Opinion / Op-Ed Contributors

Adults need toilet training of sorts

By He Jingwei (China Daily) Updated: 2013-11-22 07:20

In a developing country, the shift of public attention to issues such as public toilets is reflective of the society's progress. Public toilets are important "infrastructure" related to public health and in China deserved greater public attention on World Toilet Day on Tuesday.

Last month hundreds of runners urinated outside the Forbidden City during the Beijing Marathon, which was a major embarrassment for the event organizers who were blamed for failing to provide enough mobile toilets. Two months before this, new legislation in Shenzhen, stipulating that the users of public toilet in the city will be fined 100 yuan ($16) for missing the mark, received more derision than applause, due to the impossibility of enforcing it. Recent years have also seen several high-profile campaigns launched by women to "occupy" men's washrooms, in a bid to get more facilities for women. Pit latrines, squat toilets, buzzing flies and unpleasant smells, public toilets in China used to be a major intimidation to foreign travelers after China opened the door in 1980s. One of my Singaporean friends keen to take his young children for a second visit back to rural Hainan, to get closer to the family's roots, was quickly rebuffed by the kids who were scared of the toilets in China's countryside.

### Record excerpts

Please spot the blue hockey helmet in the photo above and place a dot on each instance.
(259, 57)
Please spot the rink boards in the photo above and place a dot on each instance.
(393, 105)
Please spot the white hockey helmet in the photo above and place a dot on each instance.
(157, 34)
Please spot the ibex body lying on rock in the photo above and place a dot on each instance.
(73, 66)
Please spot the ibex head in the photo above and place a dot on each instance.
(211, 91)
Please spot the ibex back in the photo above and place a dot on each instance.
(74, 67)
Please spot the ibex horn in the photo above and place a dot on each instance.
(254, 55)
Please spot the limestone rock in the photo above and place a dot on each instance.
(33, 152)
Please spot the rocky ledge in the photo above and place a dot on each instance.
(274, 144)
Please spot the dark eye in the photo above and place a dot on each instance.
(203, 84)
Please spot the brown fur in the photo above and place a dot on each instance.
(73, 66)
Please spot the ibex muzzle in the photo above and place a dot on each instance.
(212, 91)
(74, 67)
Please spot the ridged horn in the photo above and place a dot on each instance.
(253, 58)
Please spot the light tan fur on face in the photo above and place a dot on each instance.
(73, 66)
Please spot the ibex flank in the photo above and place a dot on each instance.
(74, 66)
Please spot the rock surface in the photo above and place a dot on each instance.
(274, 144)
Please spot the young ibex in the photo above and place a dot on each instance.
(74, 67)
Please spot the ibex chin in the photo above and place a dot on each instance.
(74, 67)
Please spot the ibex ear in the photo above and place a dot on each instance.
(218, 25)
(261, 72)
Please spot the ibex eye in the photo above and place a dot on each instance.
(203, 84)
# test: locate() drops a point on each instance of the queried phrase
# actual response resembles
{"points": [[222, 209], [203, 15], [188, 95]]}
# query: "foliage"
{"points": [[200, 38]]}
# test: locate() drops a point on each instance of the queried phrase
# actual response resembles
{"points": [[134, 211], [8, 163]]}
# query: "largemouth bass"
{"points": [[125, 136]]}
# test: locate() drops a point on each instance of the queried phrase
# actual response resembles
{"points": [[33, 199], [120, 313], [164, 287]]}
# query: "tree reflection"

### Check your understanding
A - Please list the features the op-ed on public toilets names as typical of public toilets in China in the past, when they intimidated foreign travelers.
B - Carry on the op-ed on public toilets, picking up after its last sentence, about the Singaporean friend's children.
The entries were drawn from a separate source and are unrelated to the op-ed.

### Numbered answers
A - Pit latrines, squat toilets, buzzing flies, unpleasant smells

B -
Adults need toilet training of sorts

Ensuring there are clean toilets is a public health imperative, unsanitary latrines have been a breeding ground for many communicable diseases in rural China. The government has made great efforts to upgrade toilet facilities since it was recognized as a vital public health task 20 years ago, and the task is one of the five key public health commitments in China's ongoing national healthcare reform. The intermediate goal is to have 75 percent of rural toilets upgraded by 2015, but this is easier said than done given that in the vast underdeveloped regions, having a clean latrine is yet to be a must. Compounding this is budget constraints. Thanks to the government's strengthened financial muscle, full subsidies or matching funds have been made available as financial incentives to encourage rural households to upgrade their toilets. Yet, a more challenging job in the long run is to promote healthy lifestyles including hygienic behavior. The use of sanitized flush toilets is merely the start.

Cities, too, need a toilet revolution. Although there is certainly a room for improving the infrastructure, the main challenge is changing people's mindsets. A couple of years ago, the proposal of a university president in East China to supply free toilet tissue stirred widespread reservations and skepticism on campus, but in the end, this became something that the faculty and students took pride in. But in general, people have yet to become accustomed to seeing toilet paper in public toilets. Trial efforts to supply free toilet paper have been frustrated by its frequent disappearance. But we should bear in mind it takes time to educate a generation. More troublesome is the inadequate supply of women's toilet stalls in cities. While in many international cities it is common to see a higher proportion of toilets for females, the 1:1 ratio, however, still remains in China.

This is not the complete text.